--- Start DATA SUPPLIED ---

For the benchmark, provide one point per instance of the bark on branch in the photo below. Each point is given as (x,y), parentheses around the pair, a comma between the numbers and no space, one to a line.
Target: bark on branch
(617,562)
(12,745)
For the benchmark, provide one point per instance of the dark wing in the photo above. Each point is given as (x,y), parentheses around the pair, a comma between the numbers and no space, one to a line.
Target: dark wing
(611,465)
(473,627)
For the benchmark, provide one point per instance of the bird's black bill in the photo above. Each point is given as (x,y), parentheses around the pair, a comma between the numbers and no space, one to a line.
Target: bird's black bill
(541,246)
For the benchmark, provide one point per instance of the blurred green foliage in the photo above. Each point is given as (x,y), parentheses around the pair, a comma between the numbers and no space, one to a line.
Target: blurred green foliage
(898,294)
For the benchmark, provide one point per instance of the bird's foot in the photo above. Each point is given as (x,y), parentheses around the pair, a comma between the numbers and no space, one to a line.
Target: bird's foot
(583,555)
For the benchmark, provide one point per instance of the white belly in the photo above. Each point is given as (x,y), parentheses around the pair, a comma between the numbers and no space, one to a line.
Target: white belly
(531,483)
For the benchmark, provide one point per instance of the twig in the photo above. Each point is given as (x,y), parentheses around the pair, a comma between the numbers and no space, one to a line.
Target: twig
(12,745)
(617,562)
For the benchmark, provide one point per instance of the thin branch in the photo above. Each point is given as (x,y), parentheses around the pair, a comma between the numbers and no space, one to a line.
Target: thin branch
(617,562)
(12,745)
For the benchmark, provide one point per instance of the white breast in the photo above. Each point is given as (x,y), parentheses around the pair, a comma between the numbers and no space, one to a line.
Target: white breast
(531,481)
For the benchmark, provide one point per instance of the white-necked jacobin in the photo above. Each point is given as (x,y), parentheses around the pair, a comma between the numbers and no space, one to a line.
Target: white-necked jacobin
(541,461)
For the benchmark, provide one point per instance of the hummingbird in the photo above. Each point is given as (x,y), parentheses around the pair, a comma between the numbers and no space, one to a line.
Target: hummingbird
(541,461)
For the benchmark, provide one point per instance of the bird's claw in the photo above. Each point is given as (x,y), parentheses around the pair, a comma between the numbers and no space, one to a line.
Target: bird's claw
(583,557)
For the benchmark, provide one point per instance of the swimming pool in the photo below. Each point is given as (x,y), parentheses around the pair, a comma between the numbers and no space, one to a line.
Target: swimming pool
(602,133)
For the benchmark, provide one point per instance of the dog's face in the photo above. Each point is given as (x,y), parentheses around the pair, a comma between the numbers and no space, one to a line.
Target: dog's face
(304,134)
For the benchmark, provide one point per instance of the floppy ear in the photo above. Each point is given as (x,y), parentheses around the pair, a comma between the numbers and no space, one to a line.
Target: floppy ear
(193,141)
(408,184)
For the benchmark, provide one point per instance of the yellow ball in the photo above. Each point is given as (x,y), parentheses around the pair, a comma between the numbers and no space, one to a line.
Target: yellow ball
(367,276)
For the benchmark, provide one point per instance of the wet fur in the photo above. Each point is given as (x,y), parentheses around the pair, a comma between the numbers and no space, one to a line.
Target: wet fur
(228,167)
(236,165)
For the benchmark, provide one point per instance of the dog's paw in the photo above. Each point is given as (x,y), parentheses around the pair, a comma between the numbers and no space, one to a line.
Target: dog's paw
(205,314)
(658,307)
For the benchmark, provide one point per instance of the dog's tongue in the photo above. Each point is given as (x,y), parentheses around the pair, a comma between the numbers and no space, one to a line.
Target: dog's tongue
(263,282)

--- End DATA SUPPLIED ---

— INSTRUCTION —
The records above should be duplicated in full, exactly as given.

— SOLUTION FOR THIS TASK —
For the benchmark, provide one point per instance of the bark on branch in the photo below. Each point is given as (x,y), parentheses around the pair, a comma between the numbers and no space, one to a line.
Target: bark on branch
(617,562)
(12,745)
For the benchmark, provide one point per instance of the dark wing in the photo above. Each point is given as (x,y), parentheses around the pair, a comma between the numbers and no space, one to a line.
Target: dark wing
(611,465)
(473,627)
For the benchmark, provide one point per instance of the bird's black bill in the photo above. Each point is given as (x,y), parentheses around the pair, a comma between the numbers and no space, one to a line.
Target: bird's black bill
(541,246)
For the benchmark, provide one point per instance of the blurred green foliage in the photo above. Each point is given as (x,y), parentheses around the pair, a comma between the numbers and no space, one to a line.
Target: blurred green foliage
(898,294)
For the benchmark, provide one point per instance of the bird's foot in the photo above. Each point is given as (x,y), parentheses around the pair, a comma between the numbers and no space, one to a line.
Target: bird's foot
(583,555)
For the benchmark, provide one point per instance of the white belly in the photo above. Each point is given as (x,y), parentheses around the pair, a comma between the numbers and no space, one to a line.
Target: white belly
(531,483)
For the benchmark, provide one point per instance of the twig in the photo above. Each point is given as (x,y), parentheses around the pair, a comma between the numbers and no space, one to a line.
Target: twig
(12,745)
(617,562)
For the benchmark, provide one point per instance of the thin branch in the photo above. Each point is given as (x,y), parentheses around the pair, a comma between the numbers and no space, one to a line.
Target: thin branch
(617,562)
(12,745)
For the benchmark, provide one point per instance of the white breast in the photo above. Each point is given as (x,y), parentheses around the pair, a comma between the numbers and no space, one to a line.
Target: white breast
(531,481)
For the benchmark, provide one point per instance of the white-necked jacobin in the photo above. Each point is given as (x,y), parentheses around the pair, a comma between the numbers and no space, one to a line.
Target: white-necked jacobin
(541,461)
For the benchmark, provide one point per instance of the hummingbird in the photo above. Each point is given as (x,y), parentheses around the pair, a comma between the numbers and no space, one to a line.
Target: hummingbird
(541,461)
For the benchmark, provide one point per instance of the bird's claw in the photo above. Each point is given as (x,y), parentheses around the pair, a comma between the numbers and no space, one to a line.
Target: bird's claw
(583,557)
For the benchmark, provide one point per instance of the swimming pool in the photo below. Each point is given as (x,y), parentheses around the pair, a comma between the numbers and no space, one to a line.
Target: swimming pool
(602,133)
For the benchmark, provide one point per instance of the dog's face in the photo above. Each point is given as (x,y), parentheses around the pair, a comma between the numbers and no space, one to a line.
Target: dog's face
(304,134)
For the benchmark, provide one point per instance of the floppy ear in the photo above. Each point is given as (x,y), parentheses around the pair, a comma between the numbers and no space, one to a line.
Target: floppy ear
(193,141)
(408,184)
For the benchmark, provide one point per instance of the yellow ball in the photo above. Each point is given as (x,y), parentheses around the pair, a comma between the numbers and no space, one to a line.
Target: yellow ball
(367,276)
For the benchmark, provide one point per instance of the wet fur in the photo above. Each point is given as (x,y), parentheses around the pair, a comma between the numbers and no space, one to a line.
Target: wet fur
(228,167)
(236,165)
For the benchmark, provide one point per instance of the dog's paw in the photo above. Each point is given as (x,y), parentheses around the pair, a comma between the numbers and no space, one to a line.
Target: dog's paw
(205,314)
(658,307)
For the benchmark, provide one point per instance of the dog's tongue in the photo above. Each point is given as (x,y), parentheses around the pair, a comma between the numbers and no space, one to a line.
Target: dog's tongue
(263,282)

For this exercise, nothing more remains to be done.